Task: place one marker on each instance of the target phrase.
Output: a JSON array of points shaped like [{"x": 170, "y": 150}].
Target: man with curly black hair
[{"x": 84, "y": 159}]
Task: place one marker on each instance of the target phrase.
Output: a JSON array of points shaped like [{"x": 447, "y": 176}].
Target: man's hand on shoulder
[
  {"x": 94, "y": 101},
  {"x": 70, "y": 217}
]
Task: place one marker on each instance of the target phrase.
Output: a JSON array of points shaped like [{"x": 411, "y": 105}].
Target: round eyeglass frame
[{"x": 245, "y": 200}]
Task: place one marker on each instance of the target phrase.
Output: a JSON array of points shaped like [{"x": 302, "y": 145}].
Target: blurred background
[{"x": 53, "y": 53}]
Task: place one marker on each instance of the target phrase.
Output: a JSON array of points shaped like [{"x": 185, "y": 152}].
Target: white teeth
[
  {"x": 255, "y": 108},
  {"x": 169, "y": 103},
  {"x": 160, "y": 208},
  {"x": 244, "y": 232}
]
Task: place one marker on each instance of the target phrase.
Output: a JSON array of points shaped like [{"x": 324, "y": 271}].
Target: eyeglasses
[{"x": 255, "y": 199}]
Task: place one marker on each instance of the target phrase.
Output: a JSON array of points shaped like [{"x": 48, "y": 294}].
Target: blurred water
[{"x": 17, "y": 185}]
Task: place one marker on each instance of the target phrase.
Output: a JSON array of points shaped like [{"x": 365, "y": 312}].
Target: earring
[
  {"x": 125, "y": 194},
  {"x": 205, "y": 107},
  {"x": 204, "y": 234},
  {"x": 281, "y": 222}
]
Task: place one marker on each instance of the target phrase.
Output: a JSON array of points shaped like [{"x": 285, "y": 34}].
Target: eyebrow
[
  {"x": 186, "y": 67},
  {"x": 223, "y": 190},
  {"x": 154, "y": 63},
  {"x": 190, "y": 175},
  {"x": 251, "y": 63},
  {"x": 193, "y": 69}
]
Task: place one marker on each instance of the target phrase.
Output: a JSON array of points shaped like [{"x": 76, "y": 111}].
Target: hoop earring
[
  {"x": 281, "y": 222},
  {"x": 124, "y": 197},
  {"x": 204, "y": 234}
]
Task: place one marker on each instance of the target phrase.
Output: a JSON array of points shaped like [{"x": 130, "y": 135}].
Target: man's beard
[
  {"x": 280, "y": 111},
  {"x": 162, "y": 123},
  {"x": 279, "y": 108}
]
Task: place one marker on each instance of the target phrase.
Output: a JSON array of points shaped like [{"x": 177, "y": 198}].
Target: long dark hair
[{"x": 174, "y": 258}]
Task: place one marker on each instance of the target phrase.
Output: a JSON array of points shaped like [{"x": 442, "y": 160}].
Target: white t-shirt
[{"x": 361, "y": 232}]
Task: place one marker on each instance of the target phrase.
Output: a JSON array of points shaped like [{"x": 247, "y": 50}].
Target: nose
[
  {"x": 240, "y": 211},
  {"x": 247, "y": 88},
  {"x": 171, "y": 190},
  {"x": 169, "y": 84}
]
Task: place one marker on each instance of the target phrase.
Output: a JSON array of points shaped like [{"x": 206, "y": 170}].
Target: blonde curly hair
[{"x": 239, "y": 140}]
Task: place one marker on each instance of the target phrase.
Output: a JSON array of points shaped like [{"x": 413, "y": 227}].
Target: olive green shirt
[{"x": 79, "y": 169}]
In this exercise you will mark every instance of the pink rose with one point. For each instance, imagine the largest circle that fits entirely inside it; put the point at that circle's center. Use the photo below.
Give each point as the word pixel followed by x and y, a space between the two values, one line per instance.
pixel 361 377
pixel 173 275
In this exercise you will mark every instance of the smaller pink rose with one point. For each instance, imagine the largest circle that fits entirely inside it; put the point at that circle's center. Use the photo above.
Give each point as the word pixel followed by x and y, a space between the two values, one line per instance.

..............................

◆ **What you need to do**
Read through the data and copy every line where "that" shows up.

◆ **Your solution**
In this exercise you will mark every instance of the pink rose with one point. For each instance, imagine the largest circle that fits entirely inside it; put the point at that circle's center. Use the photo below.
In this exercise you will mark every instance of the smaller pink rose with one point. For each instance, imagine the largest circle that fits entirely inside it; put the point at that circle's center. Use the photo above.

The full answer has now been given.